Une charge puissante contre le rouleau compresseur médiatique - Il n'est pas nouveau que pour espérer exister sur la scène politique, le chef d'un petit parti doive se plaindre des médias. Jean-Marie Lepen ou François Bayrou pour ne citer qu'eux surent tirer sur cette ficelle jusqu'à l'user.
La différence essentielle est que la charge de Jean-Luc Mélenchon ne repose pas sur une pleurnicherie - « Ouinnn ! Vous ne m'invitez jamais à la télé ! - mais sur une analyse solide d'un système médiatique à la fois servile et asservi. Servilité au pouvoir politique et financier des patrons de presse et des journalistes "institutionnels", d'un côté, et asservissement de journalistes trop peu nombreux, surchargés de travail et mal payés. .
Et Jean-Luc Mélenchon dé décrire un système médatique qui organise sa propre reproduction par la sacralisation d'une pensée vraie, qui implique, par exemple, l'impossibilité de remettre en cause la notion de marché - alors même que personne ne prendra jamais soin de définir précisément ce qu'économie "de marché" signifie : ce serait seulement une réalité immuable sauf dans l'esprit d'un fou ou d'un dangereux irresponsable.
Aussi juge-t-il tout à fait pertinente sur le fond et efficace sur la forme, la "rébellion" de Vincent Peillon contre France Télévision.
Parti Socialiste et stratégie politique - J'ai demandé à Jean-Luc Mélenchon si la stratégie politique qui est la sienne et qui constitue à se faire une place au soleil de la gauche en chargeant le PS de tous les maux et de tous les reniements, n'avait pas certaines limites, compte tenu du germe destructeur de la division qu'elle implique de semer et alors même qu'il assume par ailleurs pleinement la nécessité d'un rassemblement entre les deux tours. .
J'ai à ce sujet évoqué la trajectoire politique d'un Jean-Pierre Chevènement, qu'il s'était toujours refusé à suivre au temps de sa splendeur, trajectoire qu'il emprunte seulement maintenant que le champ politique du républicain de gauche se trouve vacant.
Il n'a pas aimé la question et l'animal politique expérimenté a aussitôt réagi avec force agressivité, ce qui était d'autant plus de bonne guerre qu'il ne s'est pas contenté d'en rester là, à me renvoyer l'image du vil social-démocrate mal comprenant et limite social-traître. Ce qui était assez savoureux, il faut bien le dire. Mais peu importe. Il n'en est donc pas resté à montrer les dents.

• _Consignes à suivre_
1 – Pouvez-vous disposer en tableau Markdown, avec les colonnes « Rang » et « Ligne », les lignes des enregistrements depuis leur début jusqu'à la ligne contenant « box: [529, 64, 555, 670] », celle-ci comprise ? Omettez les lignes vides et laissez les images de côté.
2 – Pourriez-vous reprendre le texte sur Jean-Luc Mélenchon et les médias à partir de l'endroit où il s'arrête ?
Le texte et les enregistrements n'ont aucun rapport entre eux.

• _Données à traiter_

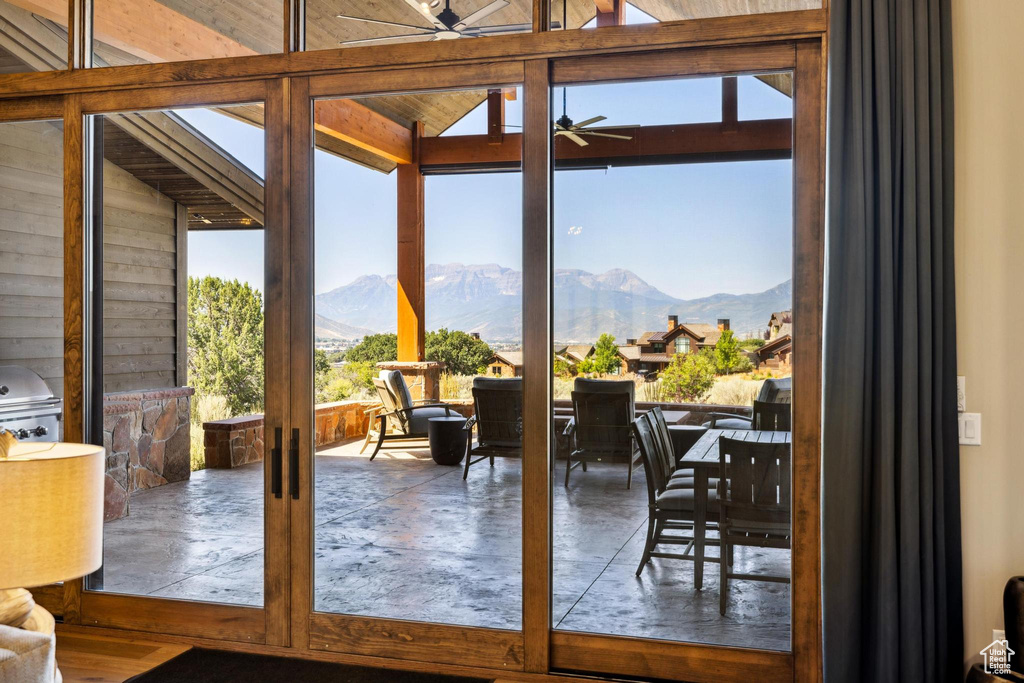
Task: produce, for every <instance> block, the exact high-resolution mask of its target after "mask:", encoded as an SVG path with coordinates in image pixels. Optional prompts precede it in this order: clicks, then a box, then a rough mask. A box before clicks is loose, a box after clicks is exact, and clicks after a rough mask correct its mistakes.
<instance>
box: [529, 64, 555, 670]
mask: <svg viewBox="0 0 1024 683" xmlns="http://www.w3.org/2000/svg"><path fill="white" fill-rule="evenodd" d="M549 79H550V71H549V63H548V60H547V59H538V60H535V61H527V62H526V69H525V80H524V82H523V105H522V125H523V131H524V133H523V139H522V140H521V142H522V170H523V179H522V183H523V187H522V191H523V195H522V287H523V290H522V319H523V328H522V336H523V339H522V341H523V412H522V425H523V437H522V628H523V639H524V646H525V653H526V659H525V669H526V671H531V672H542V671H548V667H549V658H550V640H549V637H548V636H549V633H550V629H551V587H552V581H551V540H552V536H551V481H550V480H549V477H550V472H551V467H550V464H551V458H552V457H553V453H554V452H553V450H552V444H551V437H552V434H551V415H552V412H553V407H552V399H551V392H552V374H551V338H552V309H553V304H552V278H553V275H554V272H553V270H552V267H551V252H552V246H553V240H552V231H551V215H552V214H551V210H552V207H551V181H552V177H551V174H552V171H551V137H552V136H551V83H550V80H549Z"/></svg>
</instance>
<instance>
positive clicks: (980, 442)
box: [956, 413, 981, 445]
mask: <svg viewBox="0 0 1024 683" xmlns="http://www.w3.org/2000/svg"><path fill="white" fill-rule="evenodd" d="M956 425H957V429H958V431H959V441H961V445H981V413H961V414H959V415H958V416H957V417H956Z"/></svg>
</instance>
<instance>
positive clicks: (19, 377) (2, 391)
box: [0, 366, 62, 441]
mask: <svg viewBox="0 0 1024 683" xmlns="http://www.w3.org/2000/svg"><path fill="white" fill-rule="evenodd" d="M61 402H62V401H61V399H60V398H57V397H56V396H54V395H53V392H52V391H50V388H49V387H48V386H46V382H44V381H43V378H41V377H40V376H39V375H37V374H36V373H34V372H32V371H31V370H29V369H28V368H23V367H20V366H0V429H6V430H8V431H10V432H11V433H13V434H14V436H15V437H16V438H17V439H18V440H19V441H56V440H59V438H60V422H59V421H60V410H61Z"/></svg>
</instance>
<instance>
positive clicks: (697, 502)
mask: <svg viewBox="0 0 1024 683" xmlns="http://www.w3.org/2000/svg"><path fill="white" fill-rule="evenodd" d="M722 436H725V437H726V438H734V439H737V440H742V441H763V442H765V443H792V442H793V441H792V434H791V433H790V432H787V431H758V430H753V429H709V430H708V432H707V433H706V434H705V435H703V436H701V437H700V438H699V439H697V442H696V443H694V444H693V445H692V446H690V450H689V451H687V452H686V454H685V455H684V456H683V457H682V458H680V459H679V463H678V468H679V469H683V468H686V469H688V468H693V489H694V490H693V587H694V588H695V589H697V590H700V589H701V588H702V587H703V563H705V545H706V539H705V537H706V535H707V530H708V479H709V477H710V476H713V475H714V474H717V473H718V467H719V453H718V440H719V438H720V437H722ZM719 561H721V558H719Z"/></svg>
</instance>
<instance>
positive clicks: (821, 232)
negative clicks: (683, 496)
mask: <svg viewBox="0 0 1024 683" xmlns="http://www.w3.org/2000/svg"><path fill="white" fill-rule="evenodd" d="M824 59H825V54H824V46H823V43H822V42H821V41H817V40H815V41H807V42H802V43H800V44H799V45H798V46H797V71H796V79H795V91H794V117H795V137H794V161H795V163H794V183H793V184H794V200H793V207H794V220H795V223H796V226H795V227H796V234H795V238H796V239H795V240H794V283H793V286H794V290H793V291H794V293H795V296H794V300H793V304H794V306H793V329H794V335H793V337H794V346H795V347H796V348H799V349H800V350H799V353H800V359H799V361H798V362H795V364H794V368H793V383H794V387H793V396H794V400H793V482H794V484H793V561H792V565H791V566H792V569H791V570H792V572H793V610H792V611H793V617H792V618H793V653H794V656H795V661H796V667H795V668H796V671H795V674H796V679H797V680H799V681H801V682H802V683H803V682H804V681H807V683H816V682H818V681H821V679H822V671H821V589H820V586H821V536H820V535H821V524H820V509H821V507H820V504H821V498H820V483H819V482H820V476H821V361H822V356H821V346H822V311H823V301H824V294H823V291H824V286H823V276H824V131H825V116H824V111H825V110H824V93H825V90H824V82H823V79H824V77H825V72H824V69H823V65H824Z"/></svg>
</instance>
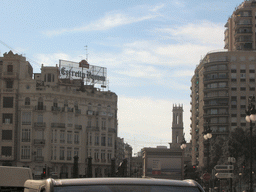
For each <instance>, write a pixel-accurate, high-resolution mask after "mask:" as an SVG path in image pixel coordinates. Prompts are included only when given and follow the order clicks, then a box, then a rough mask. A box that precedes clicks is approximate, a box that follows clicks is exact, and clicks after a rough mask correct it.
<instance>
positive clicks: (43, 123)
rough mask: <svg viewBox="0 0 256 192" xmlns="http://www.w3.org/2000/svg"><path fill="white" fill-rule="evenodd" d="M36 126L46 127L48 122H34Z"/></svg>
mask: <svg viewBox="0 0 256 192" xmlns="http://www.w3.org/2000/svg"><path fill="white" fill-rule="evenodd" d="M34 127H35V128H45V127H46V123H44V122H36V123H34Z"/></svg>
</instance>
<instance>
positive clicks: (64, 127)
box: [51, 123, 65, 128]
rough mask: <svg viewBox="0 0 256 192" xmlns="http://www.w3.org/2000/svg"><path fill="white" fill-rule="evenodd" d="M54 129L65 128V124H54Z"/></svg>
mask: <svg viewBox="0 0 256 192" xmlns="http://www.w3.org/2000/svg"><path fill="white" fill-rule="evenodd" d="M51 127H52V128H65V123H52V124H51Z"/></svg>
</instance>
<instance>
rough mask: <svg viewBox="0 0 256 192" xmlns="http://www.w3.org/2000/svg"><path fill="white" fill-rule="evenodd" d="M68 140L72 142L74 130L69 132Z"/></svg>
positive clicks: (67, 139)
mask: <svg viewBox="0 0 256 192" xmlns="http://www.w3.org/2000/svg"><path fill="white" fill-rule="evenodd" d="M67 142H68V143H72V132H68V135H67Z"/></svg>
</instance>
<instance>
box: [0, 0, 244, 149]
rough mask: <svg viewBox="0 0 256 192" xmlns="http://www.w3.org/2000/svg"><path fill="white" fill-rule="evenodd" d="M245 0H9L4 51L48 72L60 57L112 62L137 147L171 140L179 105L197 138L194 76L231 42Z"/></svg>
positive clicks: (123, 127)
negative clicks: (23, 57) (10, 49)
mask: <svg viewBox="0 0 256 192" xmlns="http://www.w3.org/2000/svg"><path fill="white" fill-rule="evenodd" d="M240 3H242V0H226V1H224V0H215V1H210V0H180V1H177V0H147V1H146V0H140V1H137V0H136V1H135V0H129V1H125V0H118V1H117V0H116V1H101V0H94V1H88V0H87V1H82V0H74V1H68V0H66V1H65V0H62V1H60V0H55V1H48V0H43V1H26V0H23V1H14V0H8V1H7V0H5V1H1V5H0V12H1V17H0V55H2V54H3V53H5V52H8V51H9V49H10V48H9V47H11V48H12V49H13V50H14V52H15V53H19V54H23V55H24V56H26V57H27V60H29V61H30V62H31V64H32V65H33V67H34V72H40V65H41V64H42V63H43V64H44V65H55V64H57V63H59V59H63V60H70V61H74V62H79V61H80V60H82V59H84V58H85V57H86V56H85V55H86V51H85V46H86V45H87V46H88V61H89V63H90V64H92V65H97V66H102V67H106V68H107V70H108V79H109V89H110V90H111V91H113V92H115V93H116V94H117V95H118V97H119V101H118V120H119V133H118V135H119V136H120V137H123V138H124V139H125V142H128V143H129V144H130V145H132V147H133V148H134V152H137V151H139V150H140V149H141V148H142V147H154V146H157V145H168V143H169V142H171V123H172V106H173V104H183V106H184V119H183V120H184V128H185V133H186V139H187V140H189V139H190V134H189V131H190V127H189V124H190V112H189V110H190V104H189V103H190V85H191V83H190V80H191V77H192V75H193V71H194V69H195V67H196V65H197V64H199V61H200V59H201V58H202V57H203V56H204V55H205V54H206V53H207V52H209V51H212V50H221V49H223V47H224V43H223V39H224V35H223V34H224V25H225V23H226V21H227V19H228V18H229V17H230V15H231V14H232V12H233V11H234V9H235V7H236V6H238V5H239V4H240Z"/></svg>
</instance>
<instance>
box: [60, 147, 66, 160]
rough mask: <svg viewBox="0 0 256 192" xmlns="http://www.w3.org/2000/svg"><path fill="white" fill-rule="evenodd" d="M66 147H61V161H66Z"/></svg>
mask: <svg viewBox="0 0 256 192" xmlns="http://www.w3.org/2000/svg"><path fill="white" fill-rule="evenodd" d="M64 152H65V151H64V147H60V160H64V159H65V156H64Z"/></svg>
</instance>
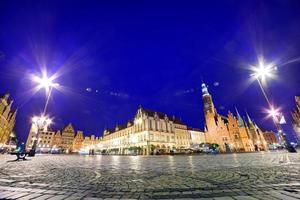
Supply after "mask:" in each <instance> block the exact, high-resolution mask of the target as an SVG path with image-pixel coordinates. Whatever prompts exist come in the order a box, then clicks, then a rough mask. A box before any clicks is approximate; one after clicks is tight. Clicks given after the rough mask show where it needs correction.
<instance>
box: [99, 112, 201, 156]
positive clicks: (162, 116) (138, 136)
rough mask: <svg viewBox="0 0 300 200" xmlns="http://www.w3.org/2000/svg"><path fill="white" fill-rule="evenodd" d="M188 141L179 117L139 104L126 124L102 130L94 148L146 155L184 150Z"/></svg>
mask: <svg viewBox="0 0 300 200" xmlns="http://www.w3.org/2000/svg"><path fill="white" fill-rule="evenodd" d="M199 142H200V141H199ZM191 144H192V139H191V133H190V132H189V131H188V128H187V125H185V124H184V123H183V122H182V121H181V120H180V119H178V118H176V117H174V116H168V115H167V114H165V113H162V112H156V111H152V110H149V109H145V108H142V107H141V106H140V107H139V108H138V110H137V112H136V115H135V116H134V118H133V119H132V120H130V121H128V122H127V123H126V124H123V125H117V126H116V127H115V128H114V129H105V130H104V133H103V138H101V140H100V142H99V144H98V145H97V148H99V149H100V150H101V151H102V152H104V151H105V152H107V153H110V154H132V153H137V154H144V155H149V154H157V153H169V152H170V151H172V150H175V149H187V148H190V145H191Z"/></svg>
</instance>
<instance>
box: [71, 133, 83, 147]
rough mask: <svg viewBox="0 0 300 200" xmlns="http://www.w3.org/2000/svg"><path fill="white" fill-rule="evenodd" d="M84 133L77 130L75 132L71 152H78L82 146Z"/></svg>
mask: <svg viewBox="0 0 300 200" xmlns="http://www.w3.org/2000/svg"><path fill="white" fill-rule="evenodd" d="M83 141H84V135H83V132H82V131H77V134H76V136H75V138H74V140H73V152H79V151H80V149H81V148H82V147H83Z"/></svg>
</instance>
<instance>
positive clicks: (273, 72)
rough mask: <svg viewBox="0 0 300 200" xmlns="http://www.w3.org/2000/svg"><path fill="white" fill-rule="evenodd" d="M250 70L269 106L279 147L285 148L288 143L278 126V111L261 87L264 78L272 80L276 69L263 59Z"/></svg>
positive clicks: (279, 113)
mask: <svg viewBox="0 0 300 200" xmlns="http://www.w3.org/2000/svg"><path fill="white" fill-rule="evenodd" d="M251 70H252V71H253V73H252V74H251V76H252V77H254V78H255V79H256V80H257V82H258V84H259V87H260V89H261V91H262V93H263V95H264V98H265V99H266V101H267V103H268V106H269V110H268V113H269V116H271V117H272V119H273V122H274V124H275V126H276V129H277V132H278V139H279V142H280V144H281V145H283V146H286V145H287V144H288V142H287V141H286V137H284V133H283V131H282V128H281V126H280V123H279V120H278V117H279V116H280V113H279V110H278V109H274V106H273V105H272V104H271V102H270V100H269V97H268V95H267V93H266V91H265V89H264V87H263V84H264V83H265V82H266V78H274V77H275V72H276V70H277V67H276V66H275V65H274V64H273V63H270V64H266V63H265V62H264V60H263V59H260V60H259V63H258V66H252V68H251Z"/></svg>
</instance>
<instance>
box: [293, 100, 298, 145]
mask: <svg viewBox="0 0 300 200" xmlns="http://www.w3.org/2000/svg"><path fill="white" fill-rule="evenodd" d="M295 101H296V109H295V110H293V111H292V118H293V120H292V123H293V128H294V131H295V133H296V136H297V140H298V145H300V96H296V97H295Z"/></svg>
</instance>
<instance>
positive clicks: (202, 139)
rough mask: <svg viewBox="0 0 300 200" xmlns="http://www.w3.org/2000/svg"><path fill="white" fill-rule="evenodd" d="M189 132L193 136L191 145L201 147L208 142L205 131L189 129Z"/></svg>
mask: <svg viewBox="0 0 300 200" xmlns="http://www.w3.org/2000/svg"><path fill="white" fill-rule="evenodd" d="M188 132H189V133H190V136H191V145H199V144H201V143H205V142H206V139H205V133H204V131H202V130H200V129H197V128H191V127H188Z"/></svg>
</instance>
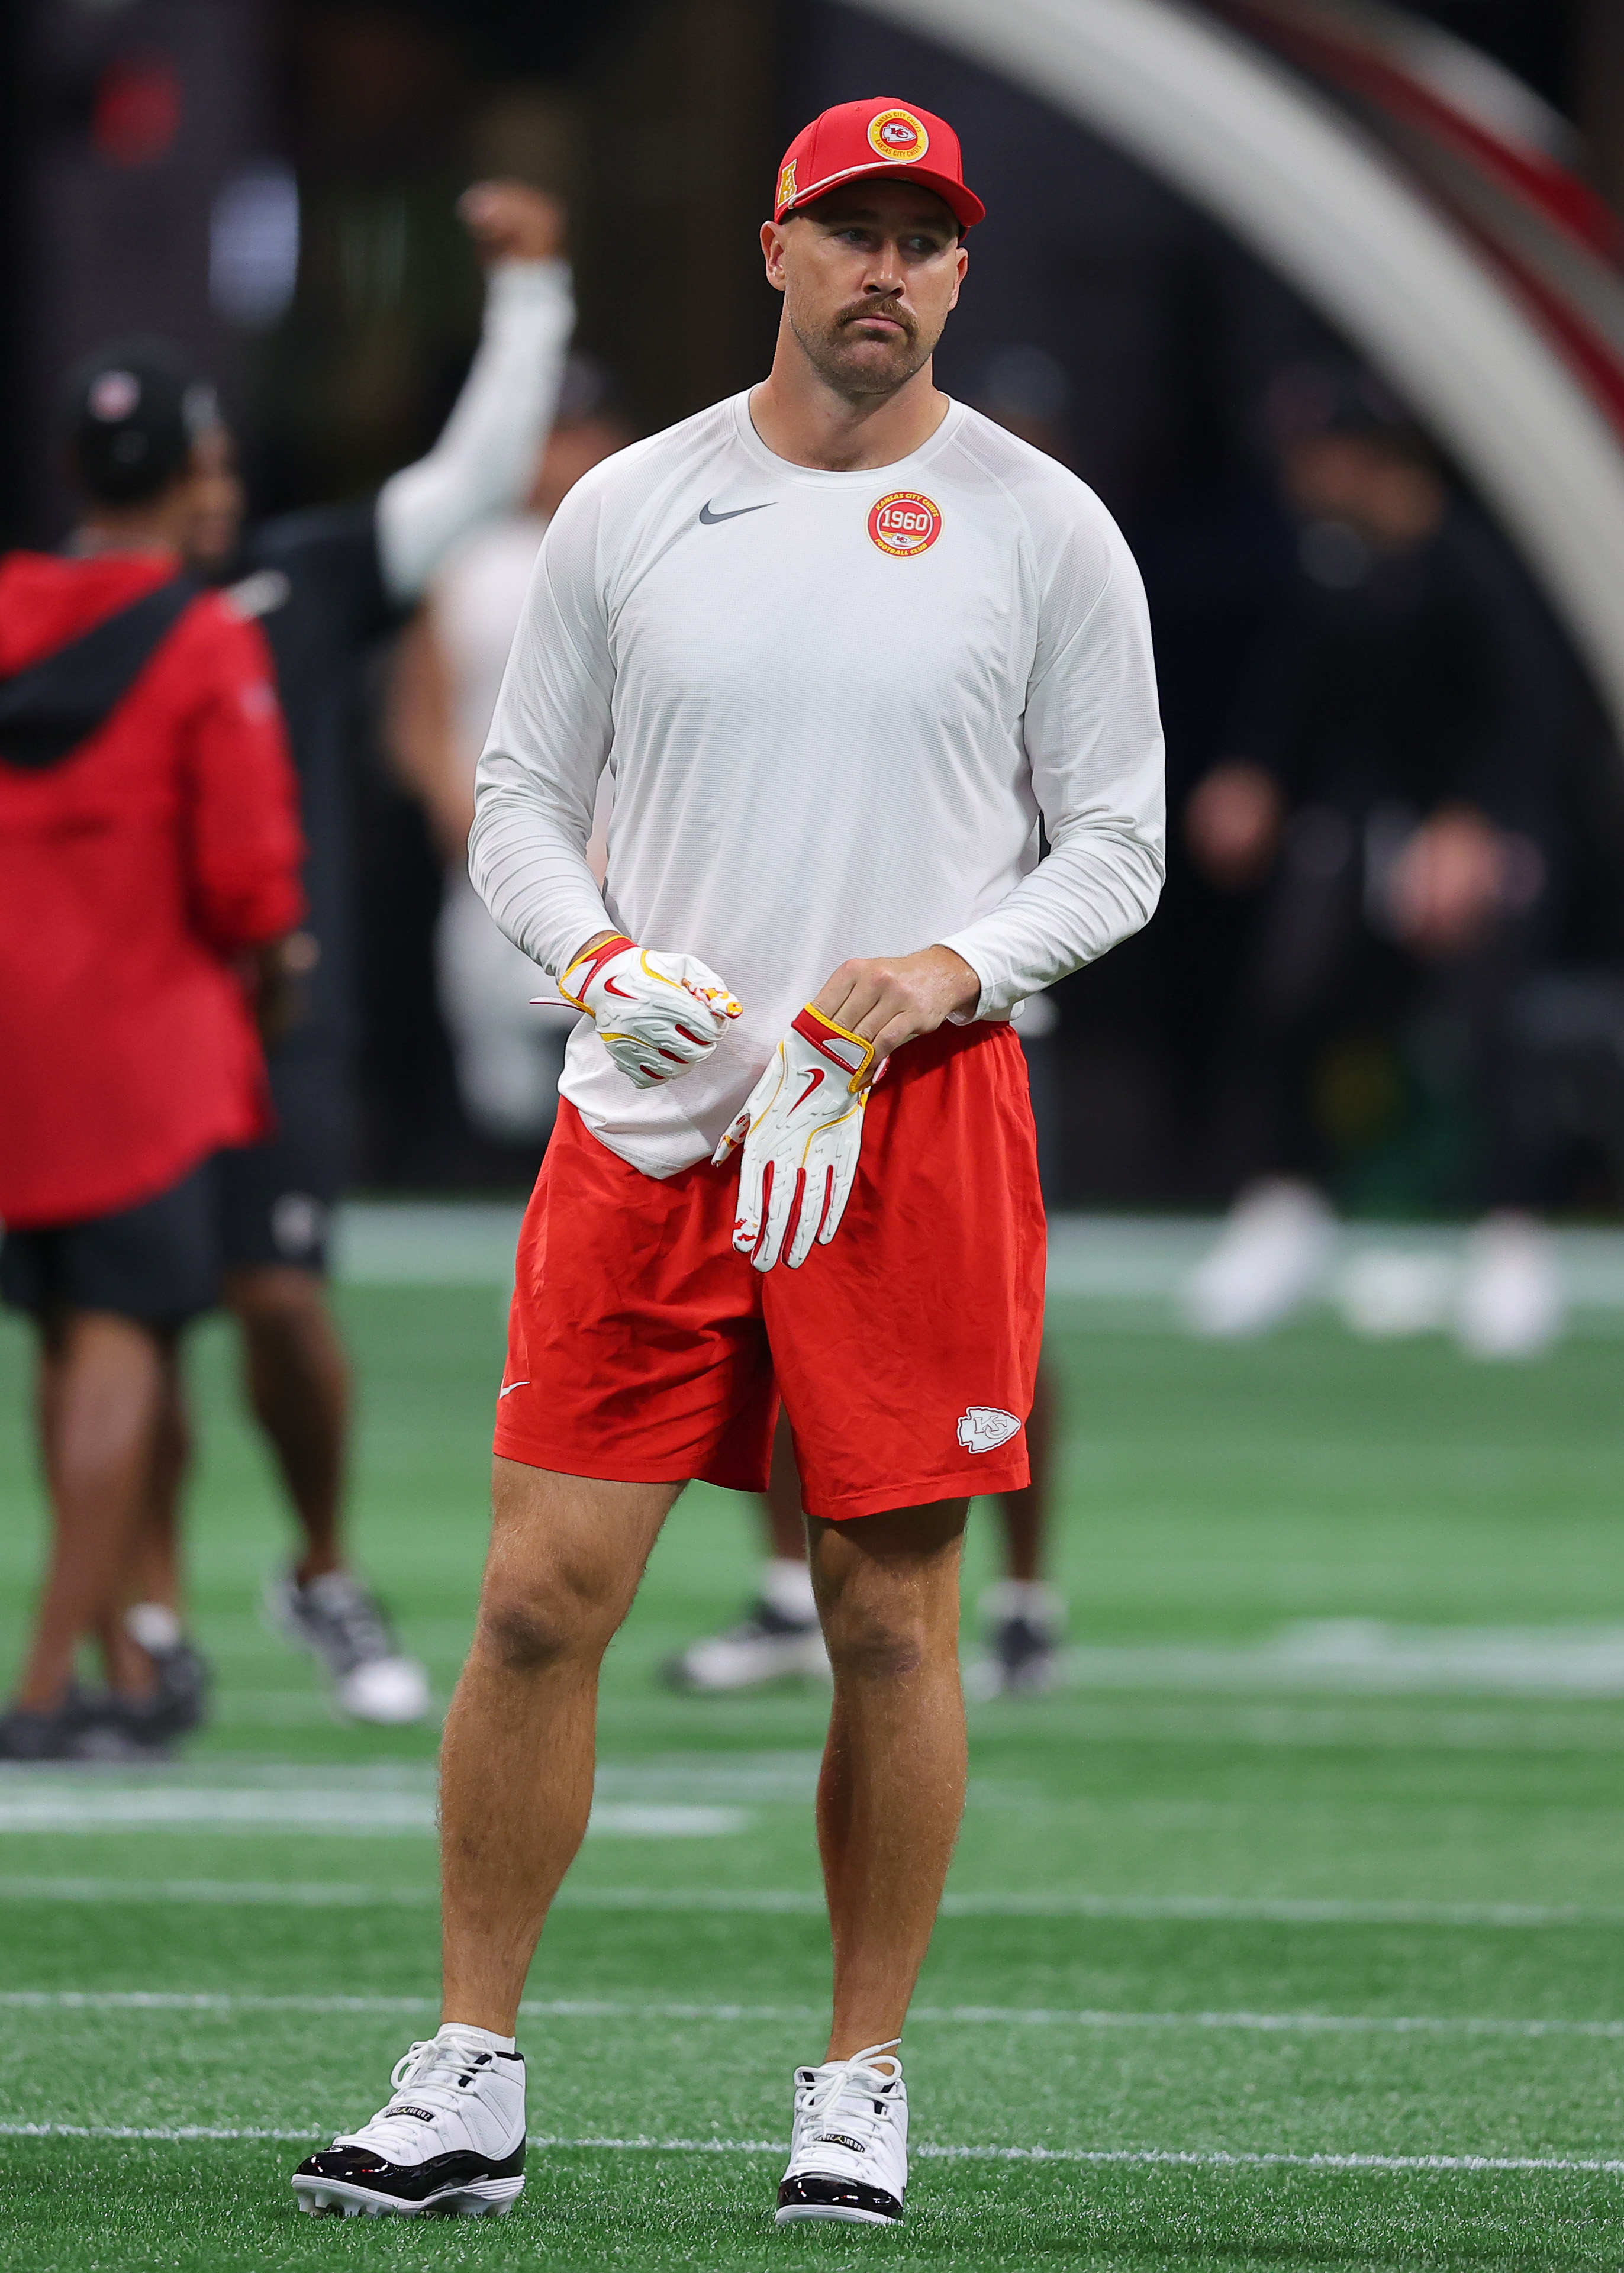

• _Liste des réponses_
1 –
| Rang | Ligne |
|---|---|
| 1 | Task: produce, for every <instance> block, the exact high-resolution mask of its target after "mask:", encoded as an SVG path with coordinates in image pixels. Optional prompts precede it in this order: clicks, then a box, then a rough mask. A box before clicks is loose, a box after clicks is exact, and clicks after a rough mask correct its mistakes. |
| 2 | <instance> |
| 3 | box: [529, 64, 555, 670] |

2 –
Sa réponse, à mon sens, est celle d'un homme en colère - et il est vital pour un homme de gauche de savoir garder vivace sa colère, son indignation. Jean-Luc Mélenchon est en colère contre une sociale-démocratie qui partout dans le monde a été de renoncements en reniements, et jusqu'à trahir le peuple dans nombre de pays d'Amérique du Sud - dont il semble particulièrement connaisseur. Alors, à cette sociale-démocratie, il a choisi de ne plus rien laisser passer.
Il pourra sembler un peu rapide, pour les mal-comprenants de mon espèce, d'établir un lien direct entre des sociaux-démocrates qui font tirer l'armée contre le peuple en Argentine ou au Venezuela, et Martine Aubry qui commet une faute politique en évoquant la possibilité d'un recul de l'âge légal de la retraite « à 61 ou 62 ans » - et pour peu, notamment, d'une plus grande prise en compte de la pénibilité du travail. Mais voilà, un homme en colère peut parfois en arriver à perdre le sens des nuances.
Restait alors la question de la stratégie politique. Pour Jean-Luc Mélenchon, deux options se présentent, prendre le pouvoir avec l'appui d'un Parti Socialiste reléguer en seconde force de la gauche grâce à un rassemblement de l'ensemble de la gauche non socialiste, soit bénéficier d'une situation de blocage de la société - et là encore il s'appuie sur des exemples historiques venus d'Amérique du Sud - blocage qui conduirait à l'émergence au sein du peuple d'un sentiment de rejet profond englobant aussi bien les droites conservatrices et réactionnaires que les sociaux-démocrates (que l'animal ne manque jamais de qualifier de sociaux-libéraux), au profit donc des "vrais" socialistes.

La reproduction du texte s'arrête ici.